Return all of the rows below verbatim, line for line, with nothing changed.

Point-based annotation data:

######

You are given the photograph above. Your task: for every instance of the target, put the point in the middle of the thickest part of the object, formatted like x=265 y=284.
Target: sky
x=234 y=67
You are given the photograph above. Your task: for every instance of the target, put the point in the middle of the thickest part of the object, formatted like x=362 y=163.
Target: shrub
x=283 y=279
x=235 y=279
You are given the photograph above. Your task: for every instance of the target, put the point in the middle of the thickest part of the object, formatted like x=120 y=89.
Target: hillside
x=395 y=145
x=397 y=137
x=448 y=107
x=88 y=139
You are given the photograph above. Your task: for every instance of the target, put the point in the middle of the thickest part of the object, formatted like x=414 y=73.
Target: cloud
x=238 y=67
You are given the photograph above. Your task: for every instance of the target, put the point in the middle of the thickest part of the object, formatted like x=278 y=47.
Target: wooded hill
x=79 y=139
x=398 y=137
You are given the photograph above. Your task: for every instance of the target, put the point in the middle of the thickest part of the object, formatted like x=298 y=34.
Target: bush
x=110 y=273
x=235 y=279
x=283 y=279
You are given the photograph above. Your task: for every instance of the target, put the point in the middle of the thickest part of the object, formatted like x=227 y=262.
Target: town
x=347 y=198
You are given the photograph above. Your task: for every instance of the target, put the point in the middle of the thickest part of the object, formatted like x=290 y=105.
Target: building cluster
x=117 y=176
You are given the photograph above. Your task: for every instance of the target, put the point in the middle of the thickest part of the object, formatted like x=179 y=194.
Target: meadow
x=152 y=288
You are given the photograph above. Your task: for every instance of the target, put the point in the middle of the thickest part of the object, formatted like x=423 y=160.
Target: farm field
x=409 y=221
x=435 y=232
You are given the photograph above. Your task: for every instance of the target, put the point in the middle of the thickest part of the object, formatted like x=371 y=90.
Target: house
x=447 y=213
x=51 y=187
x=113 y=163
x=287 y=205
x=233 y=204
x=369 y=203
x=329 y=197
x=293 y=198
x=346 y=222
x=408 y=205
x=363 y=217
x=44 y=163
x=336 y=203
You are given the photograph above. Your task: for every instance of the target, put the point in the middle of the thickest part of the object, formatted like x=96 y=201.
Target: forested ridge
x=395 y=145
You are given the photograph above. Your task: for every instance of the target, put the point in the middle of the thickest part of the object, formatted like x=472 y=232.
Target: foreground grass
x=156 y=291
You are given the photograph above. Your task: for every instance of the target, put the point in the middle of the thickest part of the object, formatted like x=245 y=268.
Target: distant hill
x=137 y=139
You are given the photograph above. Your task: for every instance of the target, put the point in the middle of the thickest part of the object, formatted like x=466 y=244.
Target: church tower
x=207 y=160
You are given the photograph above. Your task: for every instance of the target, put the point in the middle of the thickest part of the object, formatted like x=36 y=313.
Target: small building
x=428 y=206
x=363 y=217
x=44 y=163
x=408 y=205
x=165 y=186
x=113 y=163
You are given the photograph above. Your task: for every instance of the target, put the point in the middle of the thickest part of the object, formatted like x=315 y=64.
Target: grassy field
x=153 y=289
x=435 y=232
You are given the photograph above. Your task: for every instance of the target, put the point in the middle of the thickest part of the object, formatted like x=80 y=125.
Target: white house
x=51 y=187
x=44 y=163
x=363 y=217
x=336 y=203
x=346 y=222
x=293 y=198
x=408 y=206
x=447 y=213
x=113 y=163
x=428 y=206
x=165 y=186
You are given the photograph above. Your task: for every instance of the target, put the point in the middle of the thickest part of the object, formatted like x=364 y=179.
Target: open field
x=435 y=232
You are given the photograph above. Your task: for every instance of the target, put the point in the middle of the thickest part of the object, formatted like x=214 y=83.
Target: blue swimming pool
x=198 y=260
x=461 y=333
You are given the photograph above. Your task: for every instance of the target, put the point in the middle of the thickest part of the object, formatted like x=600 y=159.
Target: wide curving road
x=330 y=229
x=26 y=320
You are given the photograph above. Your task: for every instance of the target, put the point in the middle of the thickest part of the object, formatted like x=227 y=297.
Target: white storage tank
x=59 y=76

######

_Result of this exercise_
You are given the photograph above. Your task: for every instance of the target, put the point in the middle of the thickest part of the object, formatted like x=265 y=284.
Target: sky
x=234 y=67
You are given the photograph above. Your task: for every instance of the target, put the point in the middle of the thickest part of the object, formatted like x=362 y=163.
Target: shrub
x=283 y=279
x=235 y=279
You are given the photograph above. Your task: for every instance of the target, put the point in the middle of the thickest part of the object, formatted like x=120 y=89.
Target: hillside
x=395 y=145
x=397 y=137
x=448 y=107
x=88 y=139
You are given the photograph above. Your task: for every instance of the target, put the point in the middle of the thickest part of the object, formatted like x=414 y=73.
Target: cloud
x=238 y=67
You are given the photograph above. Your task: for every instance of the target, put the point in the middle of the thickest part of the object, formatted like x=278 y=47.
Target: wooded hill
x=79 y=139
x=398 y=137
You are given the photograph above. Your task: for every instance of the target, put the point in the middle of the thickest part of the object, formatted like x=298 y=34.
Target: bush
x=110 y=273
x=235 y=279
x=283 y=279
You are given the photograph above. Your task: for every instance of the target, put the point in the middle of the thickest part of the object, formatted like x=227 y=262.
Target: town
x=347 y=198
You are given the photograph above. Your task: for every instance of the target, put the point in the middle of the thickest part of the object, formatted like x=290 y=105.
Target: building cluster
x=117 y=176
You are given the photograph above. Your task: for every instance of the target, put the point in the middle of the thickest part of the object, formatted like x=179 y=194.
Target: meadow
x=152 y=288
You are given the photograph above. Your task: for every instance of the target, put the point in the middle of the thickest part of the object, formatted like x=423 y=160.
Target: farm field
x=409 y=221
x=435 y=232
You are given the photograph above. Your task: for every instance of the target, put the point in the middle of the thickest part of the object, formatted like x=371 y=90.
Target: house
x=447 y=213
x=51 y=187
x=113 y=163
x=287 y=205
x=233 y=204
x=369 y=203
x=329 y=197
x=293 y=198
x=346 y=222
x=408 y=205
x=363 y=217
x=44 y=163
x=336 y=203
You are given the photograph above. Your task: for every instance of the target, put the point in the middle of the thickest part of the object, formatted like x=96 y=201.
Target: forested ridge
x=395 y=145
You are given the photograph above. Your task: for every instance of the target, put the point in the middle of the thickest part of the object, formatted like x=472 y=232.
Target: foreground grass
x=156 y=291
You are given the photograph above. Your task: for every instance of the target, put the point in the middle of the thickest part of the object, formatted like x=245 y=268.
Target: distant hill
x=137 y=139
You are given the photograph above. Your task: for every instance of the target, put the point in the middle of the thickest part of the object, formatted like x=466 y=244.
Target: church tower
x=207 y=160
You are given the photograph above. Your task: for every instance of the target, put the point in the middle of the thickest part of the object, formatted like x=36 y=313.
Target: small building
x=428 y=206
x=363 y=217
x=44 y=163
x=408 y=205
x=165 y=186
x=113 y=163
You are given the photograph above. Your task: for every instance of the target, put the point in the middle of the thickest part of the object, formatted like x=315 y=64.
Target: grassy field
x=153 y=289
x=435 y=232
You are given the photograph above. Your task: for every instance of the target, put the point in the middle of the thickest part of the object, formatted like x=80 y=125.
Target: white house
x=51 y=187
x=44 y=163
x=363 y=217
x=336 y=203
x=346 y=222
x=293 y=198
x=408 y=206
x=447 y=213
x=113 y=163
x=428 y=206
x=165 y=186
You are given the photograph above. Your task: for every instance of the target, put the point in the middle of the thickest part of the object, formatted like x=364 y=179.
Target: open field
x=435 y=232
You are given the photograph above. Your task: for every instance of the target, put the point in the middle of the thickest part of the object, formatted like x=214 y=83.
Target: blue swimming pool
x=198 y=260
x=461 y=333
You are given the photograph above. Your task: for every instance of the target, put the point in the middle of the thickest part of the object, formatted like x=600 y=159.
Target: wide curving road
x=330 y=229
x=26 y=320
You are given the photograph above. Your task: for every instance of the target, put the point in the middle of the thickest part of the object, formatted like x=227 y=297.
Target: white storage tank
x=59 y=76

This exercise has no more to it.